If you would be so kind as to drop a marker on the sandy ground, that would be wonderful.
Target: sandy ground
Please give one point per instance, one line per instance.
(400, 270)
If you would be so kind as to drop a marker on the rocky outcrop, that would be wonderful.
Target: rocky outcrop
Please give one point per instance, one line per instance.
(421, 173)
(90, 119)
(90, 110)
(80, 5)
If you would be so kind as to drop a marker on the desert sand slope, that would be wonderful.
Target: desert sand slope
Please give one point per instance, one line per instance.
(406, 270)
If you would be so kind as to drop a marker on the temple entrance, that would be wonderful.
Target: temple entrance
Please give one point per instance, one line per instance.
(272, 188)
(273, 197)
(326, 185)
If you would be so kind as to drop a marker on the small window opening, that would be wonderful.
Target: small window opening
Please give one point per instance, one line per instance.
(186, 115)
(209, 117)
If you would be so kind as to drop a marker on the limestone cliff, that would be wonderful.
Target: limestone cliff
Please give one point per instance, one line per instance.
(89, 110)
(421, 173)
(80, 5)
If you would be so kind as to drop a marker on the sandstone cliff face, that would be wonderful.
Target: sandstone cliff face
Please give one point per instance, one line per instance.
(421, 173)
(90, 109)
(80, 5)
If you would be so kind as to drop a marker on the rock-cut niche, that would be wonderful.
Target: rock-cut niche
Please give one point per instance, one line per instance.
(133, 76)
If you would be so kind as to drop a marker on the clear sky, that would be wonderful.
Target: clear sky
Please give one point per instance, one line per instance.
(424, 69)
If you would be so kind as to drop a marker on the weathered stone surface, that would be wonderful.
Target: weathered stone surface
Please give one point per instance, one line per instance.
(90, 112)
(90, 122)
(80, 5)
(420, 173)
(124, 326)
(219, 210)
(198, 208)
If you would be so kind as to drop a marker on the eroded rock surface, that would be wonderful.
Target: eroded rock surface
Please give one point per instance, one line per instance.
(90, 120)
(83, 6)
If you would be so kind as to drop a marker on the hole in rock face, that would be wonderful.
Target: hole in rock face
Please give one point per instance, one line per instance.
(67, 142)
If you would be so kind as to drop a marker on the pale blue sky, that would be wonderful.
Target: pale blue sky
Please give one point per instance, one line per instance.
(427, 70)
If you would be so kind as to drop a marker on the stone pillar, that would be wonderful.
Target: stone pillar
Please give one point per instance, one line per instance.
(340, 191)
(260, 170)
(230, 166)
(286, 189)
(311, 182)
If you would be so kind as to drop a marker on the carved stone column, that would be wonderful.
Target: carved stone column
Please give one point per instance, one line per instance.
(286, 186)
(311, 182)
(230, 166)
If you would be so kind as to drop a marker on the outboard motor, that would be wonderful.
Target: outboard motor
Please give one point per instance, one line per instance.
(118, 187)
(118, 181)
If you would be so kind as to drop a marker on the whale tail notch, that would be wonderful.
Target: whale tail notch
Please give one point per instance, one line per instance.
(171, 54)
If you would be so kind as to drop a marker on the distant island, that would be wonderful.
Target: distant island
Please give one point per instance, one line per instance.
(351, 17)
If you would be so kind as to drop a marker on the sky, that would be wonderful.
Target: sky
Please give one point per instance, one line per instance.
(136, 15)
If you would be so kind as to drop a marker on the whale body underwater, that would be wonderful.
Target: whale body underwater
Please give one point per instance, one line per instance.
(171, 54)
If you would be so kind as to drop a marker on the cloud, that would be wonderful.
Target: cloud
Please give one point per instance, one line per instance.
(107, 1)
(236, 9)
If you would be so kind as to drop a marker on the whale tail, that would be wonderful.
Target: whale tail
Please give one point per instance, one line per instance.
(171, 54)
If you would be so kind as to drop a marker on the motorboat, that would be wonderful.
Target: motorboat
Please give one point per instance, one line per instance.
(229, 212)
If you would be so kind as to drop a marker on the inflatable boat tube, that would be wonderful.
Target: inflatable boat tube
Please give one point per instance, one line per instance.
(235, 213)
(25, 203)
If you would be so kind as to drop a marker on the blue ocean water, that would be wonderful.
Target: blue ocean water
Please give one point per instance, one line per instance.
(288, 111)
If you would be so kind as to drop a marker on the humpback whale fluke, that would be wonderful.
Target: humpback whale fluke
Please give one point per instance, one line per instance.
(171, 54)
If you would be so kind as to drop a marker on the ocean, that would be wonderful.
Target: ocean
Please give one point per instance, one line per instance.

————————

### [Direction]
Working from the material above, retype it in its entirety without change.

### [Solution to the exercise]
If you would be so kind as to drop a marker on the sandy ground, that would be wonderful.
Target: sandy ground
Please give one point per instance, one line per instance.
(400, 270)
If you would be so kind as to drop a marker on the rocky outcrop, that would be wonderful.
Target: rocky outcrop
Please give one point per instance, one line per instance.
(421, 173)
(90, 119)
(90, 110)
(80, 5)
If you would be so kind as to drop a marker on the desert sand slope, that would be wonderful.
Target: desert sand slope
Please give one point per instance, one line per instance.
(406, 270)
If you would be so kind as to drop a marker on the temple entrance, that would be wonderful.
Target: temple entrance
Please give one point per instance, one line per instance.
(272, 188)
(273, 197)
(326, 185)
If you would be so kind as to drop a marker on the small window opening, that would be wonderful.
Target: small window opening
Please give one point per instance, one line per instance.
(186, 115)
(209, 117)
If you would be so kind as to drop a marker on the limestone cliff, that would be wonderful.
Target: limestone cliff
Please give one point per instance, one line per instance.
(89, 110)
(421, 173)
(80, 5)
If you would be so kind as to drop a marker on the sandstone cliff face, that would be wonderful.
Target: sandstone cliff face
Please give one point per instance, one line per instance.
(421, 173)
(90, 109)
(80, 5)
If you would be so kind as to drop a marker on the rock-cut niche, that would be wonderful.
Target: rock-cut niche
Please give one point per instance, one line per instance.
(133, 76)
If you would be so kind as to drop a marker on the clear sky, that would be wonderful.
Target: clear sky
Please give one point per instance, one line per instance.
(424, 69)
If you would be so kind as to drop a marker on the weathered stone surface, that would be wonderful.
Target: weathered stone surface
Please give one point per instance, one line per instance.
(90, 112)
(90, 122)
(80, 5)
(420, 173)
(124, 326)
(219, 210)
(198, 208)
If you would be so kind as to drop a marker on the eroded rock surface, that would be wonderful.
Target: eroded rock surface
Please give one point per instance, one line per instance.
(90, 120)
(83, 6)
If you would be so kind as to drop a marker on the hole in rock face, that would be wonderful.
Target: hole in rock face
Please give one point per instance, one line per instance.
(67, 142)
If you would be so kind as to drop a marker on the pale blue sky, that would be wonderful.
Target: pale blue sky
Please give one point per instance, one line per instance.
(427, 70)
If you would be so kind as to drop a marker on the stone pillar, that would be wonderful.
Target: stone pillar
Please give one point per instance, one line per instance.
(340, 191)
(260, 170)
(230, 166)
(286, 189)
(311, 182)
If you would be so kind as to drop a marker on the carved stone column, that would be wonderful.
Target: carved stone column
Please give one point per instance, one line per instance.
(286, 186)
(311, 182)
(230, 166)
If you would be so kind as to drop a marker on the outboard motor, that would be wonderful.
Target: outboard motor
Please give one point per instance, one line per instance.
(118, 187)
(118, 181)
If you would be so kind as to drop a marker on the whale tail notch, that would be wonderful.
Target: whale tail notch
Please give one point per instance, one line per instance.
(171, 54)
If you would be so kind as to drop a marker on the distant island, that would be wonderful.
Target: distant island
Please give one point per instance, one line per instance.
(351, 17)
If you would be so kind as to drop a marker on the sky, that would be wonderful.
Target: sky
Please give one point per instance, one line per instance.
(136, 15)
If you would be so kind as to drop a marker on the whale body underwater, that would be wonderful.
Target: whale body underwater
Please give one point per instance, one line per instance.
(171, 54)
If you would be so kind as to drop a marker on the cloud, that would be wonderful.
Target: cloud
Please give one point per instance, one line per instance.
(107, 1)
(236, 9)
If you would be so kind as to drop a marker on the whale tail, that would be wonderful.
Target: whale tail
Please give one point per instance, one line per instance.
(171, 54)
If you would be so kind as to drop a marker on the motorboat, that would be wonderful.
Target: motorboat
Please give one point per instance, one line per instance.
(229, 212)
If you would be so kind as to drop a marker on the inflatable boat tube, that would be wonderful.
Target: inflatable boat tube
Please give one point per instance, one line per instance.
(235, 213)
(25, 203)
If you would be so kind as to drop a marker on the blue ocean water, that would be wonderful.
Target: blue ocean water
Please give one point per instance, one line per instance.
(288, 111)
If you would be so kind as to drop a marker on the humpback whale fluke, that would be wonderful.
Target: humpback whale fluke
Please give one point per instance, one line per instance.
(171, 54)
If you would be so kind as to drop a marker on the ocean, that would be wonderful.
Target: ocean
Please give one point per instance, one line per instance.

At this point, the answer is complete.